Supplied information section start

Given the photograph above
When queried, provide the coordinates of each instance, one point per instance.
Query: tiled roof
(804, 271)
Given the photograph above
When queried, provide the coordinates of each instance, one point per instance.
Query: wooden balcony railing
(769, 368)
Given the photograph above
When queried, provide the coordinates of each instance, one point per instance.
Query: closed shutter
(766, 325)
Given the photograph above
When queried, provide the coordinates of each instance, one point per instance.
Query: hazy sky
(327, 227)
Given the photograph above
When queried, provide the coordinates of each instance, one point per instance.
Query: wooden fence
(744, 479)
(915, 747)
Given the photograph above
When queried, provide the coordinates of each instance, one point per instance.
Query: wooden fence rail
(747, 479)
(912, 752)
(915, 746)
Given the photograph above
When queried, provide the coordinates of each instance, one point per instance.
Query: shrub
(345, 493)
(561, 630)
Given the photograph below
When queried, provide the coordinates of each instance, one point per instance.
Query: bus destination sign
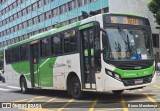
(125, 20)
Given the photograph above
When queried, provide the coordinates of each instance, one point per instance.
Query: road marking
(3, 89)
(156, 86)
(93, 105)
(152, 100)
(3, 84)
(21, 100)
(123, 102)
(65, 105)
(113, 109)
(52, 99)
(13, 87)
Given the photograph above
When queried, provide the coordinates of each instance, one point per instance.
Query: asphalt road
(146, 98)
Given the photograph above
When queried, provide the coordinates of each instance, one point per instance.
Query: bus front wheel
(117, 92)
(76, 91)
(23, 85)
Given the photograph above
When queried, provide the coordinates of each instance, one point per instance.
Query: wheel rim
(76, 88)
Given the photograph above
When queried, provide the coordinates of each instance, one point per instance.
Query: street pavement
(49, 100)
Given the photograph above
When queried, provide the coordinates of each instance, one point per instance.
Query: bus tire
(117, 92)
(23, 85)
(75, 88)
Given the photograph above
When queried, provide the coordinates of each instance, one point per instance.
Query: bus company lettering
(56, 65)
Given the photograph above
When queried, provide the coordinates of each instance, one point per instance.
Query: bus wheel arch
(23, 84)
(73, 82)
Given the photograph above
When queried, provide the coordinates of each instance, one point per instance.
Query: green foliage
(154, 7)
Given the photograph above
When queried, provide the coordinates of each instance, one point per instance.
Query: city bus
(104, 52)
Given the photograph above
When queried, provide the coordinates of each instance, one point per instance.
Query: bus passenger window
(56, 45)
(70, 42)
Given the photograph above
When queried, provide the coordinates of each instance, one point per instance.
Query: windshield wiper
(124, 37)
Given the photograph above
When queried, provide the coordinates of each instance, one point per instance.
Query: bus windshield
(127, 44)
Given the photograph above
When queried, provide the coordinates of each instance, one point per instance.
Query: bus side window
(97, 55)
(45, 47)
(56, 45)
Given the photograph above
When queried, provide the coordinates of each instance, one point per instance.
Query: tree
(154, 7)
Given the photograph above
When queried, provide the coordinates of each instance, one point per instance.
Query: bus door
(87, 63)
(34, 64)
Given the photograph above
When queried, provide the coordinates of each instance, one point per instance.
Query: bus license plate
(139, 81)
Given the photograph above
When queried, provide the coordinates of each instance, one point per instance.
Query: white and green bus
(105, 52)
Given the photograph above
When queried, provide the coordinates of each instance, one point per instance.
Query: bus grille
(132, 82)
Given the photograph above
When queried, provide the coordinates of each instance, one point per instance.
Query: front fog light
(116, 76)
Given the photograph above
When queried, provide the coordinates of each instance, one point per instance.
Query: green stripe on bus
(86, 26)
(46, 71)
(135, 73)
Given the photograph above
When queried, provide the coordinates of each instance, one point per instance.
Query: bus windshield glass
(127, 44)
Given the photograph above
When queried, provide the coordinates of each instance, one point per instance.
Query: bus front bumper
(113, 84)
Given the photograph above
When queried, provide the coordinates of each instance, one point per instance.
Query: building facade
(20, 19)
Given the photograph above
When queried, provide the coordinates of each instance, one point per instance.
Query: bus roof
(126, 13)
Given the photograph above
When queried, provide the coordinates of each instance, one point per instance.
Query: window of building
(19, 14)
(45, 47)
(8, 56)
(29, 9)
(80, 3)
(30, 22)
(56, 44)
(11, 18)
(75, 4)
(41, 3)
(15, 16)
(14, 4)
(35, 20)
(41, 17)
(155, 38)
(70, 42)
(48, 15)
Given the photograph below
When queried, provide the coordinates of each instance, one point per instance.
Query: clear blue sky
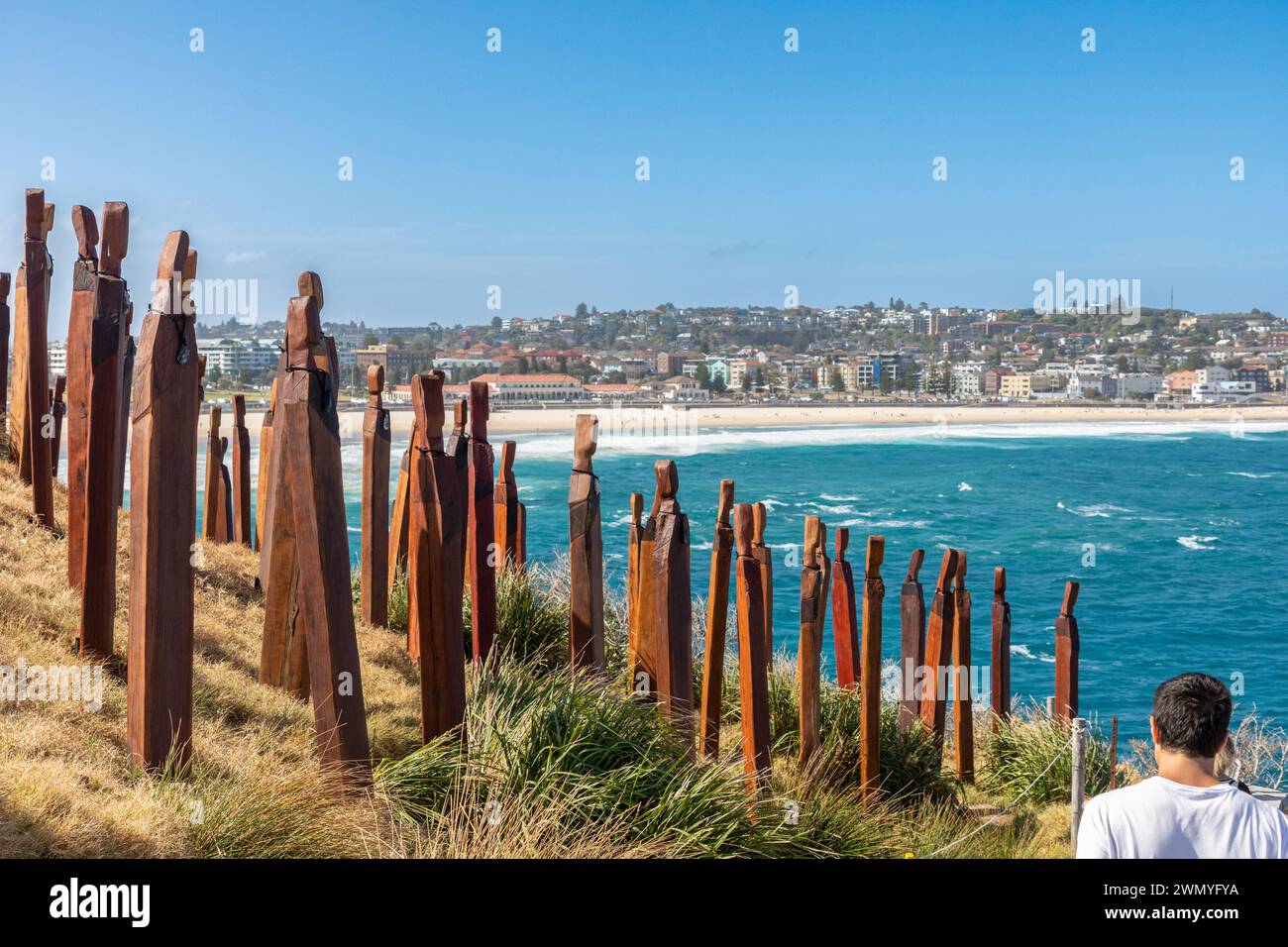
(768, 169)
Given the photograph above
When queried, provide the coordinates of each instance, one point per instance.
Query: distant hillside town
(845, 354)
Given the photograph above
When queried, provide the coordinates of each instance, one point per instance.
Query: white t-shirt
(1159, 818)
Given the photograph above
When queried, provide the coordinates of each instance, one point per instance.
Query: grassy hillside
(557, 766)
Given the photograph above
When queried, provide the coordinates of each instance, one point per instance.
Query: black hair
(1192, 712)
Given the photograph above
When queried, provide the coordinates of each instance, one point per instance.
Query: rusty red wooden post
(375, 502)
(870, 720)
(717, 618)
(845, 617)
(58, 408)
(162, 509)
(752, 665)
(80, 328)
(240, 474)
(765, 557)
(673, 605)
(102, 438)
(434, 581)
(964, 722)
(482, 528)
(585, 552)
(912, 641)
(815, 573)
(938, 652)
(1067, 648)
(1001, 669)
(39, 419)
(309, 434)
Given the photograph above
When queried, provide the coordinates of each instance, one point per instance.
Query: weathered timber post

Supplied information section end

## Your instructions
Print the listing again exactly as it appears, except for the pictures, which stay out.

## Response to the exercise
Given the photograph above
When queried, provide the coordinates of each instance, one point per instance.
Query: tiled roof
(804, 271)
Given the photograph above
When queried, provide the coordinates of each instance, one point per instance.
Query: wooden balcony railing
(769, 368)
Given the photograph above
When queried, provide the coordinates of each instance, one point per instance.
Query: closed shutter
(766, 325)
Given the photograph above
When queried, provide the coordinates of each instance, one point per instance.
Query: hazy sky
(327, 227)
Given the photograph above
When queried, provide the coordinates of each instance, one point per instance.
Query: wooden fence
(744, 479)
(915, 747)
Given the photograph above
When queried, provide the coordinates of each instance, one point per instance.
Query: wooden fence rail
(747, 479)
(912, 752)
(915, 746)
Given the photograph above
When queried, provide the coordinates of each instance, one point per instance.
Query: shrub
(345, 493)
(561, 630)
Given the photograph below
When queried, provide the coordinates of each instance, one point per instance.
Query: bus destination sign
(125, 20)
Given the photograph above
When queried, provide the coordinates of each instance, one point per instance.
Query: road marking
(3, 89)
(156, 86)
(93, 105)
(152, 100)
(3, 84)
(21, 100)
(123, 102)
(65, 105)
(113, 109)
(52, 99)
(13, 87)
Given the photograph above
When queried, provide the coordinates of each instance, one point per instance.
Query: asphalt road
(146, 98)
Given the photograph above
When queried, provide the coordinates of each instance, one point per instance.
Query: bus front wheel
(117, 92)
(76, 91)
(23, 85)
Given the photograph above
When queried, provide the coordinates of each instance, one point per instance.
Query: wheel rim
(76, 88)
Given the photograph above
When queried, provide the coordinates of each instance, one point per instance.
Query: street pavement
(49, 100)
Given the photograph above
When queried, provide the coordinates of each instance, one point per instance.
Query: bus tire
(117, 92)
(23, 85)
(75, 88)
Given the photograph above
When queried, provide the coordinates of each instance, one point per instance.
Query: bus company lettering
(56, 65)
Given the photograph above
When queried, provide the coordinates of each instance, one point per instance.
Query: bus wheel arch
(23, 84)
(73, 82)
Given the photograph above
When queried, provide the coordinates of each instance, one point per instance.
Query: green foliage
(154, 7)
Given the photograph above
When queried, provide the coordinates of each instance, one point per instance.
Query: city bus
(104, 52)
Given the photograph above
When queried, provide the coordinates of each instance, one point per instance.
Query: bus passenger window
(56, 45)
(70, 42)
Given the photograph above
When queried, provide the coordinates of each instance, one point per instance.
Query: windshield wiper
(124, 37)
Given the photograph above
When queried, provide the coordinates of each instance, one point per instance.
Query: bus windshield
(127, 44)
Given the photograph above
When queried, provide the coordinates of each instance, one point per instance.
Query: bus side window
(97, 55)
(45, 47)
(56, 45)
Given the photograph above
When queried, provide the coordinates of each instance, one point per instance.
Query: tree
(154, 7)
Given the photograph above
When queried, provide the coordinates of each instance, one point per instance.
Query: bus door
(87, 63)
(34, 64)
Given the photograph above
When queried, provide the coordinates of each instance, one point per instance.
Query: bus license plate
(139, 81)
Given the photograph above
When queried, provide the coordinates of each instance, one point per instance.
Query: white and green bus
(105, 52)
Given the photograph above
When queried, provide the coordinates of each instance, one point per instance.
Query: bus grille
(132, 82)
Given the photograph above
When queried, provide the coordinates of each instance, one point per instance.
Query: front fog light
(116, 76)
Given the photograph above
When queried, provide the coordinates of each instance, one point per instance.
Query: green stripe on bus
(86, 26)
(46, 71)
(135, 73)
Given the photograph above
When queried, provide the coordinates of each instance, one point per instance.
Query: bus windshield glass
(127, 44)
Given the photograph above
When queried, provide the coordinates of each instance, one point per instance.
Query: bus front bumper
(113, 84)
Given the photograph above
When queried, provide the coordinates of each instance, one point per instance.
Query: building facade
(20, 19)
Given the photograph above
When queried, provide the coordinates of each instance, one point per instance.
Query: bus roof
(126, 13)
Given the photograph above
When queried, provide the coordinates of each instance, one point per instance.
Query: window of building
(19, 14)
(45, 47)
(8, 56)
(29, 9)
(80, 3)
(30, 22)
(56, 44)
(11, 18)
(75, 4)
(41, 3)
(15, 16)
(14, 4)
(35, 20)
(41, 17)
(155, 38)
(70, 42)
(48, 15)
Given the photograph below
When queried, provide the coordinates of each instance, one point per instance.
Query: clear blue sky
(768, 169)
Given the photograph above
When queried, provide the coordinates of each instance, one point per instance.
Query: distant hillside town
(845, 354)
Given the photograph above
When queried, provide the coordinates of each instance, one point per instance.
Query: white t-shirt
(1159, 818)
Given the photograph above
When queried, provide the coordinates of each instance, one point per instance.
Query: grassy hillside
(557, 766)
Given the photograph above
When queried, provide the coordinates of each instance, one point per instance.
Query: black hair
(1192, 712)
Given the photograph above
When queried, provide the coordinates of each instance, one point per instance.
Query: rusty red wooden post
(375, 502)
(870, 720)
(717, 618)
(845, 617)
(58, 408)
(162, 509)
(752, 665)
(80, 328)
(240, 474)
(765, 557)
(673, 605)
(102, 438)
(434, 581)
(964, 722)
(482, 528)
(585, 552)
(912, 641)
(815, 573)
(938, 652)
(1067, 648)
(1001, 669)
(39, 419)
(309, 434)
Given the photograph above
When queried, provide the coordinates of each instance, one point per instance.
Query: weathered timber post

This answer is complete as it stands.